Source passage |
There is two ways of doing this one is to leave it in for a full engine clean.
The other way is to get it out on the motorway and drive it extremely hard till you see a puff of smoke from it then it will take off very fast which means it is cleaned out.
One thing used many mechanics for diagnosis is: What color was the smoke? White smoke usually means the engine is failing, and can indicate a leaking head gasklet, a cracked block, or a cracked head. This color smoke is from water and/or coolant getting into the cylinders. Black smoke indicated too much fuel, and the engine may be "flooded", indicating a less expensidve fix. Grey smoke indicates oil smoke from worn rings or worn valve stem seals. The white smoke says you should have someone look at this really quickly to see if immediate attention is needed. Be blessed
Black smoke is usually a sign of the accelerator pump set wrong, a choke plate could be partially closed and it could also be a really clogged air filter. If you pulled the air filter and the car turned on with no problems then replace it as this is one of the reasons for black smoke. It's not often a gas vehicle blows black smoke. The vehicle is starving for air. Regards,Tony
Really light smoke often appears blue. That light blue smoke as well as white smoke is oil smoke. (That is why some people will insist that oil smoke is blue...)
That is oil that has seeped into the combustion process. That most often is valve-stem seals/valve guides. The oil under the valve covers on top of the heads runs down the valve stem as the engine sits. (It is pretty unlikely that oil would seep up, past the rings...)
If that is the case, removing the heads and having the valve guides really fixed is the best solution.
You can inspect this problem without that level of disassembly, though.

Data extract |
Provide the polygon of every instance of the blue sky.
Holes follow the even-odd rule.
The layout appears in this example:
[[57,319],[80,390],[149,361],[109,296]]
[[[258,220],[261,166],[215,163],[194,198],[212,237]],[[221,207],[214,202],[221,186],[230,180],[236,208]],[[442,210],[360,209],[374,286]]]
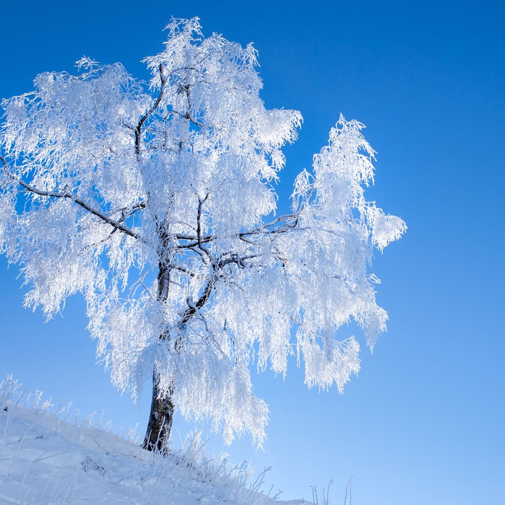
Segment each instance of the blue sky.
[[[339,502],[354,476],[355,505],[502,502],[505,36],[498,3],[6,4],[2,97],[30,90],[39,72],[72,71],[83,55],[146,77],[140,60],[160,50],[172,16],[198,16],[206,33],[254,41],[267,106],[304,117],[299,140],[285,151],[281,207],[340,112],[367,125],[378,153],[368,197],[409,227],[374,266],[388,331],[373,356],[362,346],[362,371],[341,396],[307,390],[294,363],[284,382],[255,375],[270,406],[264,451],[247,439],[227,450],[235,461],[271,466],[267,482],[285,499],[310,498],[310,485],[332,478]],[[23,309],[19,271],[7,267],[0,258],[0,376],[12,373],[85,414],[105,409],[118,425],[138,422],[142,432],[149,392],[132,405],[94,364],[83,300],[70,299],[62,317],[44,324],[40,312]],[[342,338],[360,336],[344,330]],[[188,426],[178,418],[175,428]],[[221,448],[218,438],[211,443]]]

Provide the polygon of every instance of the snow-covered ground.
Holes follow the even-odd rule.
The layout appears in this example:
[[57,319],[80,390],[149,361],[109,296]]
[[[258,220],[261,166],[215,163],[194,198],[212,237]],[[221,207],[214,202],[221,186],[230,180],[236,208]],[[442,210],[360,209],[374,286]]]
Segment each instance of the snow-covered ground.
[[12,378],[0,383],[2,505],[302,503],[262,494],[261,478],[250,482],[252,469],[207,454],[197,435],[163,457],[131,433],[113,434],[101,418],[50,407]]

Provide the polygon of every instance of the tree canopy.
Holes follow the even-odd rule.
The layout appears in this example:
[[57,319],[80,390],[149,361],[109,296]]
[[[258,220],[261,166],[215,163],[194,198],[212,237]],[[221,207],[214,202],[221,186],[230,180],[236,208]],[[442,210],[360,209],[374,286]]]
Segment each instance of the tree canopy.
[[406,227],[366,199],[375,153],[341,115],[277,215],[300,113],[265,108],[251,45],[197,18],[167,28],[148,84],[84,58],[3,102],[0,250],[47,317],[82,293],[119,389],[152,376],[183,415],[261,443],[251,365],[284,374],[296,356],[309,387],[341,392],[360,346],[337,330],[357,322],[373,348],[387,319],[373,250]]

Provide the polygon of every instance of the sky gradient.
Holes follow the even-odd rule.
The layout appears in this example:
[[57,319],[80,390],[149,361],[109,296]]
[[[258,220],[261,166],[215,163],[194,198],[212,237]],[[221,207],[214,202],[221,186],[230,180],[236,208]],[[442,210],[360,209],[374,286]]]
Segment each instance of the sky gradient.
[[[264,451],[248,438],[226,450],[272,466],[265,487],[284,499],[310,499],[310,486],[331,478],[339,503],[354,476],[354,505],[502,502],[503,12],[486,2],[228,5],[3,5],[0,97],[30,90],[40,72],[74,71],[83,55],[147,78],[140,61],[161,50],[171,17],[198,16],[204,33],[253,41],[266,106],[304,116],[284,149],[281,211],[339,113],[366,125],[378,152],[367,197],[409,226],[373,269],[388,332],[371,356],[356,328],[342,329],[341,339],[355,334],[362,348],[362,371],[342,396],[308,390],[294,361],[284,382],[255,375],[270,409]],[[0,273],[0,377],[142,433],[150,391],[134,405],[95,364],[82,298],[44,324],[23,309],[26,288],[3,257]],[[193,426],[176,418],[174,428]],[[219,437],[210,444],[222,448]]]

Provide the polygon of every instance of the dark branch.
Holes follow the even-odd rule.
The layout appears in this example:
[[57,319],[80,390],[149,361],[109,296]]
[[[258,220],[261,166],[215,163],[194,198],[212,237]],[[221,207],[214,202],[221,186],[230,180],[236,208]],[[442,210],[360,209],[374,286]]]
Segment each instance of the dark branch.
[[161,87],[160,88],[160,94],[158,95],[156,101],[153,104],[153,107],[140,118],[138,124],[135,130],[135,152],[137,156],[140,155],[140,140],[142,135],[142,126],[148,119],[152,114],[158,109],[158,106],[161,102],[163,97],[163,93],[165,92],[165,86],[167,83],[167,78],[163,76],[163,66],[160,64],[160,78],[161,79]]

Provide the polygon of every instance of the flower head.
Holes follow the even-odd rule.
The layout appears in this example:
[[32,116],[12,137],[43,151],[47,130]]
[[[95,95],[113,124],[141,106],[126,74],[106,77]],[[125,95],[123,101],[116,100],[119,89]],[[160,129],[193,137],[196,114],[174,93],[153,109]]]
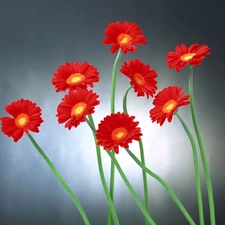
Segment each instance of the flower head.
[[209,55],[210,48],[207,45],[192,44],[187,47],[185,44],[176,46],[175,52],[168,52],[167,64],[169,69],[175,68],[177,72],[184,68],[187,64],[198,66],[206,55]]
[[134,44],[146,44],[146,38],[142,35],[140,27],[135,23],[119,21],[108,24],[105,29],[106,38],[102,41],[102,44],[112,44],[110,47],[111,53],[115,53],[119,48],[126,54],[127,51],[137,51],[137,47]]
[[163,125],[165,119],[171,122],[173,114],[178,108],[190,103],[189,98],[190,96],[185,95],[179,87],[169,86],[164,88],[155,96],[153,101],[155,107],[149,111],[152,122],[156,121],[160,126]]
[[99,72],[87,62],[65,63],[54,73],[52,84],[56,92],[76,90],[77,88],[93,87],[93,82],[99,81]]
[[69,130],[86,121],[86,115],[94,113],[94,107],[100,104],[99,96],[92,90],[77,89],[70,91],[57,107],[58,122],[65,123]]
[[96,131],[97,144],[105,150],[114,149],[119,153],[119,146],[129,148],[132,140],[139,141],[142,136],[141,129],[137,127],[139,122],[134,122],[134,116],[117,112],[106,116],[98,125]]
[[11,117],[1,117],[2,132],[8,137],[12,137],[17,142],[29,130],[39,132],[38,127],[43,122],[41,118],[41,108],[30,100],[20,99],[5,107],[5,111]]
[[139,59],[128,60],[128,63],[124,62],[120,72],[130,78],[130,85],[134,86],[137,96],[146,94],[149,98],[155,94],[157,73],[155,70],[150,70],[150,65],[145,65]]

What to work on |
A. Copy the engine smoke text from "That is oil" through "of disassembly, though.", substituting "valve bushings" for "valve guides".
B. In the engine smoke text, what does grey smoke indicate?
The lines are separate from the engine smoke text.

Outputs in order |
A.
That is oil that has seeped into the combustion process. That most often is valve-stem seals/valve bushings. The oil under the valve covers on top of the heads runs down the valve stem as the engine sits. (It is pretty unlikely that oil would seep up, past the rings...)
If that is the case, removing the heads and having the valve bushings really fixed is the best solution.
You can inspect this problem without that level of disassembly, though.

B. Oil smoke from worn rings or worn valve stem seals.